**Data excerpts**
--- START ---
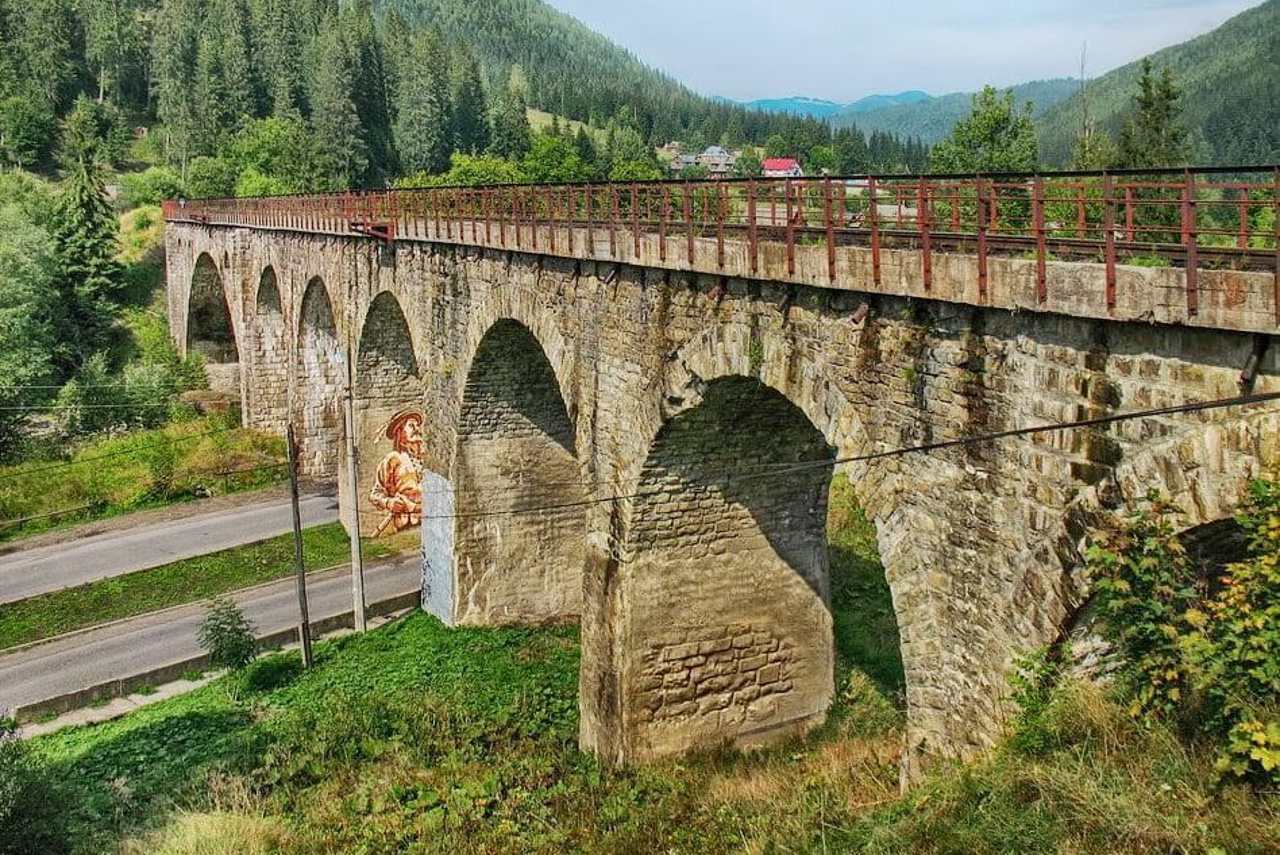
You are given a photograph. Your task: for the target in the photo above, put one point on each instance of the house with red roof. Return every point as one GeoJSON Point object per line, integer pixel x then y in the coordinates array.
{"type": "Point", "coordinates": [782, 168]}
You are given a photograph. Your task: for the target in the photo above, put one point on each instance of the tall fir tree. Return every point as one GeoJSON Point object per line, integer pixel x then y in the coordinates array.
{"type": "Point", "coordinates": [174, 56]}
{"type": "Point", "coordinates": [369, 91]}
{"type": "Point", "coordinates": [424, 129]}
{"type": "Point", "coordinates": [91, 277]}
{"type": "Point", "coordinates": [343, 151]}
{"type": "Point", "coordinates": [470, 108]}
{"type": "Point", "coordinates": [1155, 136]}
{"type": "Point", "coordinates": [511, 135]}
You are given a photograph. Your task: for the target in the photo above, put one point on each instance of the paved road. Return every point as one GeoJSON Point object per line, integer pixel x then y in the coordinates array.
{"type": "Point", "coordinates": [156, 640]}
{"type": "Point", "coordinates": [49, 568]}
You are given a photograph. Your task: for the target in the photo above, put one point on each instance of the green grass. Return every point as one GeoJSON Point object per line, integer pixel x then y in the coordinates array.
{"type": "Point", "coordinates": [176, 584]}
{"type": "Point", "coordinates": [106, 476]}
{"type": "Point", "coordinates": [420, 739]}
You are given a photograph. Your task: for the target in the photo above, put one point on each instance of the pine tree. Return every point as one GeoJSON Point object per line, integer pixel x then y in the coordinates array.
{"type": "Point", "coordinates": [174, 56]}
{"type": "Point", "coordinates": [1153, 135]}
{"type": "Point", "coordinates": [397, 55]}
{"type": "Point", "coordinates": [995, 137]}
{"type": "Point", "coordinates": [343, 151]}
{"type": "Point", "coordinates": [511, 135]}
{"type": "Point", "coordinates": [470, 109]}
{"type": "Point", "coordinates": [280, 46]}
{"type": "Point", "coordinates": [424, 131]}
{"type": "Point", "coordinates": [91, 278]}
{"type": "Point", "coordinates": [585, 147]}
{"type": "Point", "coordinates": [369, 92]}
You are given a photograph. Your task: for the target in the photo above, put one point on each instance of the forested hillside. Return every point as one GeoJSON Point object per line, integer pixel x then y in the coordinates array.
{"type": "Point", "coordinates": [1230, 83]}
{"type": "Point", "coordinates": [933, 118]}
{"type": "Point", "coordinates": [353, 94]}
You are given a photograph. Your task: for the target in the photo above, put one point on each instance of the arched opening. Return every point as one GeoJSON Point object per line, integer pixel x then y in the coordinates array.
{"type": "Point", "coordinates": [388, 423]}
{"type": "Point", "coordinates": [210, 330]}
{"type": "Point", "coordinates": [321, 376]}
{"type": "Point", "coordinates": [723, 620]}
{"type": "Point", "coordinates": [269, 378]}
{"type": "Point", "coordinates": [516, 449]}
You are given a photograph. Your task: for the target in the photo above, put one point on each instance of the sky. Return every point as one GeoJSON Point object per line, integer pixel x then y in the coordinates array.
{"type": "Point", "coordinates": [841, 50]}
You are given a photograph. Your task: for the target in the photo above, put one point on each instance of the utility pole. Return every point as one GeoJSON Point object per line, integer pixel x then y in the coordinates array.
{"type": "Point", "coordinates": [304, 618]}
{"type": "Point", "coordinates": [357, 565]}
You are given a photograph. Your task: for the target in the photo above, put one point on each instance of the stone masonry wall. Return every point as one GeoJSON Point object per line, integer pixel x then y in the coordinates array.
{"type": "Point", "coordinates": [981, 543]}
{"type": "Point", "coordinates": [387, 383]}
{"type": "Point", "coordinates": [268, 382]}
{"type": "Point", "coordinates": [321, 376]}
{"type": "Point", "coordinates": [723, 579]}
{"type": "Point", "coordinates": [516, 449]}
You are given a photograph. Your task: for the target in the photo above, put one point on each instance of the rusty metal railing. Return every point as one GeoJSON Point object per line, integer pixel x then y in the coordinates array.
{"type": "Point", "coordinates": [1197, 219]}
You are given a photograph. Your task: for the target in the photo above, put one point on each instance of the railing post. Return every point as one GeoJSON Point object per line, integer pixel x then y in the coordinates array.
{"type": "Point", "coordinates": [613, 222]}
{"type": "Point", "coordinates": [662, 223]}
{"type": "Point", "coordinates": [982, 241]}
{"type": "Point", "coordinates": [791, 231]}
{"type": "Point", "coordinates": [1109, 225]}
{"type": "Point", "coordinates": [1242, 242]}
{"type": "Point", "coordinates": [1080, 215]}
{"type": "Point", "coordinates": [1189, 242]}
{"type": "Point", "coordinates": [831, 232]}
{"type": "Point", "coordinates": [922, 223]}
{"type": "Point", "coordinates": [635, 219]}
{"type": "Point", "coordinates": [1129, 232]}
{"type": "Point", "coordinates": [1275, 206]}
{"type": "Point", "coordinates": [873, 215]}
{"type": "Point", "coordinates": [590, 222]}
{"type": "Point", "coordinates": [721, 201]}
{"type": "Point", "coordinates": [1038, 225]}
{"type": "Point", "coordinates": [689, 224]}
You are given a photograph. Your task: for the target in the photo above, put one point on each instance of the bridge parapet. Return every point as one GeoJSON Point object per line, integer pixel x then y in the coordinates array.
{"type": "Point", "coordinates": [1196, 246]}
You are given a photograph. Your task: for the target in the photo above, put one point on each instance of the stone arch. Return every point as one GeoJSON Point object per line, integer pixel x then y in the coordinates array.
{"type": "Point", "coordinates": [269, 379]}
{"type": "Point", "coordinates": [321, 376]}
{"type": "Point", "coordinates": [389, 420]}
{"type": "Point", "coordinates": [210, 327]}
{"type": "Point", "coordinates": [515, 448]}
{"type": "Point", "coordinates": [721, 602]}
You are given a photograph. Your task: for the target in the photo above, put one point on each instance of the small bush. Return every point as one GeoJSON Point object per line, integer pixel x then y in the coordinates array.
{"type": "Point", "coordinates": [211, 178]}
{"type": "Point", "coordinates": [151, 187]}
{"type": "Point", "coordinates": [227, 635]}
{"type": "Point", "coordinates": [1146, 584]}
{"type": "Point", "coordinates": [31, 818]}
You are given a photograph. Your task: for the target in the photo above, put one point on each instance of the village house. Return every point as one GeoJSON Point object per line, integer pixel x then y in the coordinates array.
{"type": "Point", "coordinates": [782, 168]}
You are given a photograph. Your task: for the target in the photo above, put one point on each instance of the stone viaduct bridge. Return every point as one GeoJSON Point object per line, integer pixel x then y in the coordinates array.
{"type": "Point", "coordinates": [631, 397]}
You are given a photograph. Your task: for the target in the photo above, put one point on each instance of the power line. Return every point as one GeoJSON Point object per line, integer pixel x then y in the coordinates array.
{"type": "Point", "coordinates": [895, 452]}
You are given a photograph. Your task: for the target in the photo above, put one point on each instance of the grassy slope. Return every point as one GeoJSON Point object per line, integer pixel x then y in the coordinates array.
{"type": "Point", "coordinates": [132, 471]}
{"type": "Point", "coordinates": [421, 739]}
{"type": "Point", "coordinates": [176, 584]}
{"type": "Point", "coordinates": [1230, 78]}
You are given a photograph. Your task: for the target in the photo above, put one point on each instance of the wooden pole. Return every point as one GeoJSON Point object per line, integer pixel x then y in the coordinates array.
{"type": "Point", "coordinates": [304, 617]}
{"type": "Point", "coordinates": [357, 565]}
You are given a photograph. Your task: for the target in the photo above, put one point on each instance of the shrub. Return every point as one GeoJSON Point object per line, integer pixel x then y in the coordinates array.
{"type": "Point", "coordinates": [151, 187]}
{"type": "Point", "coordinates": [31, 819]}
{"type": "Point", "coordinates": [1144, 584]}
{"type": "Point", "coordinates": [1234, 649]}
{"type": "Point", "coordinates": [227, 635]}
{"type": "Point", "coordinates": [211, 178]}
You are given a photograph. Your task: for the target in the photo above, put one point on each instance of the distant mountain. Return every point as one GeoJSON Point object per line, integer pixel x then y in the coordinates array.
{"type": "Point", "coordinates": [1230, 82]}
{"type": "Point", "coordinates": [881, 101]}
{"type": "Point", "coordinates": [932, 119]}
{"type": "Point", "coordinates": [822, 109]}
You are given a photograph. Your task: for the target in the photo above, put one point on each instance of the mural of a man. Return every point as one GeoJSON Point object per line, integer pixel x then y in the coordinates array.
{"type": "Point", "coordinates": [398, 481]}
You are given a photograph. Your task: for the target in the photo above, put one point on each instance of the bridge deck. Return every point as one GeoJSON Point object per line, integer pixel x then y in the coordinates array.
{"type": "Point", "coordinates": [1194, 247]}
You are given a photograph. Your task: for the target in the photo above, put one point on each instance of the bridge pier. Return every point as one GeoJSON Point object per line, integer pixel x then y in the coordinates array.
{"type": "Point", "coordinates": [579, 416]}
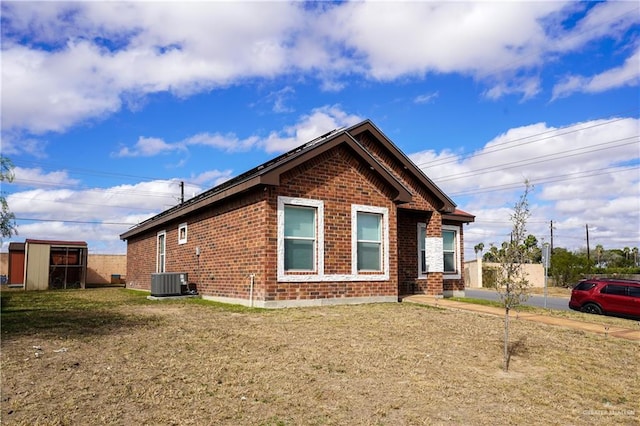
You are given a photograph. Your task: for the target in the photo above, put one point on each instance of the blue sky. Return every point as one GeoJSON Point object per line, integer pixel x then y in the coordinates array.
{"type": "Point", "coordinates": [107, 106]}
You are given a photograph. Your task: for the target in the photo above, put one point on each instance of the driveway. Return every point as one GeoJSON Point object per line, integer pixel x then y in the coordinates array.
{"type": "Point", "coordinates": [629, 333]}
{"type": "Point", "coordinates": [559, 303]}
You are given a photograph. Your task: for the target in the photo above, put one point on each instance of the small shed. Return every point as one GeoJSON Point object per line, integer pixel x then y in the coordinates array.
{"type": "Point", "coordinates": [16, 264]}
{"type": "Point", "coordinates": [50, 265]}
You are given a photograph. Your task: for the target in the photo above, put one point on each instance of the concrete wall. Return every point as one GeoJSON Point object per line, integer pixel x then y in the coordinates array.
{"type": "Point", "coordinates": [100, 268]}
{"type": "Point", "coordinates": [472, 275]}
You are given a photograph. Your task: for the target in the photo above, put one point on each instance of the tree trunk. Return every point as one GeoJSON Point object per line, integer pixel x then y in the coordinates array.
{"type": "Point", "coordinates": [505, 364]}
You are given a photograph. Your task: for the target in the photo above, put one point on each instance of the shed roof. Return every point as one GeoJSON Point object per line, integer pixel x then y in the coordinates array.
{"type": "Point", "coordinates": [58, 243]}
{"type": "Point", "coordinates": [269, 173]}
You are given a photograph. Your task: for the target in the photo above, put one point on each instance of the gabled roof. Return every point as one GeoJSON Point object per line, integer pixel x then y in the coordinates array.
{"type": "Point", "coordinates": [459, 216]}
{"type": "Point", "coordinates": [269, 174]}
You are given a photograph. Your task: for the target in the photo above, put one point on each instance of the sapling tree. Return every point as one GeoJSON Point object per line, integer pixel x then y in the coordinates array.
{"type": "Point", "coordinates": [7, 218]}
{"type": "Point", "coordinates": [511, 283]}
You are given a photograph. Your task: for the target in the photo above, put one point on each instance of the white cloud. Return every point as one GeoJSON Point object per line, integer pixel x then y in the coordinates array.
{"type": "Point", "coordinates": [36, 177]}
{"type": "Point", "coordinates": [88, 59]}
{"type": "Point", "coordinates": [148, 147]}
{"type": "Point", "coordinates": [626, 75]}
{"type": "Point", "coordinates": [583, 174]}
{"type": "Point", "coordinates": [318, 122]}
{"type": "Point", "coordinates": [426, 98]}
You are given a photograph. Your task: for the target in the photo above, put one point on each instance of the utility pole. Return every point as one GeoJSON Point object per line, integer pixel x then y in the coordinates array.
{"type": "Point", "coordinates": [588, 254]}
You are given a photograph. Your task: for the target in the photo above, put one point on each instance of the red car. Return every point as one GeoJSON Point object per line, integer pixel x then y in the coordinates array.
{"type": "Point", "coordinates": [607, 296]}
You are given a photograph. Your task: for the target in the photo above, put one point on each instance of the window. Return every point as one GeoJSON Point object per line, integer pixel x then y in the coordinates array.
{"type": "Point", "coordinates": [300, 238]}
{"type": "Point", "coordinates": [370, 239]}
{"type": "Point", "coordinates": [182, 233]}
{"type": "Point", "coordinates": [584, 286]}
{"type": "Point", "coordinates": [451, 251]}
{"type": "Point", "coordinates": [422, 254]}
{"type": "Point", "coordinates": [615, 289]}
{"type": "Point", "coordinates": [634, 291]}
{"type": "Point", "coordinates": [161, 251]}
--- END ---
**About this task**
Return the lines from the one containing "of the white" through the last line of the records. Include both ends and nothing else.

**Response area**
You are given a photograph. Your task: for the target in the photo above, put one point on each instance of the white cloud. Return every point as one GeoJSON Point object per line, integer pixel x then y in the coordinates array.
{"type": "Point", "coordinates": [36, 177]}
{"type": "Point", "coordinates": [88, 59]}
{"type": "Point", "coordinates": [148, 147]}
{"type": "Point", "coordinates": [626, 75]}
{"type": "Point", "coordinates": [583, 174]}
{"type": "Point", "coordinates": [318, 122]}
{"type": "Point", "coordinates": [426, 98]}
You are given a photograph. Your task: for the target in the photo above, put one point on each instance of the utility pole. Return every point as one GeoJSON Point object per line, integer pixel x then y in the coordinates array.
{"type": "Point", "coordinates": [588, 254]}
You are given a photograph. Your task: for the target in the photo above, put one point on each instance of the red car. Return every point as one GeoJSON Point object per line, integer pixel x then y in the coordinates array.
{"type": "Point", "coordinates": [607, 296]}
You are given a photograph. Your task: for the target in the photo above, put one point on each instance of the window. Return every point as one GeoJSON Point object per line, integer pixel x then y in the coordinates array.
{"type": "Point", "coordinates": [300, 238]}
{"type": "Point", "coordinates": [370, 239]}
{"type": "Point", "coordinates": [182, 233]}
{"type": "Point", "coordinates": [584, 286]}
{"type": "Point", "coordinates": [451, 251]}
{"type": "Point", "coordinates": [422, 254]}
{"type": "Point", "coordinates": [615, 289]}
{"type": "Point", "coordinates": [634, 291]}
{"type": "Point", "coordinates": [161, 251]}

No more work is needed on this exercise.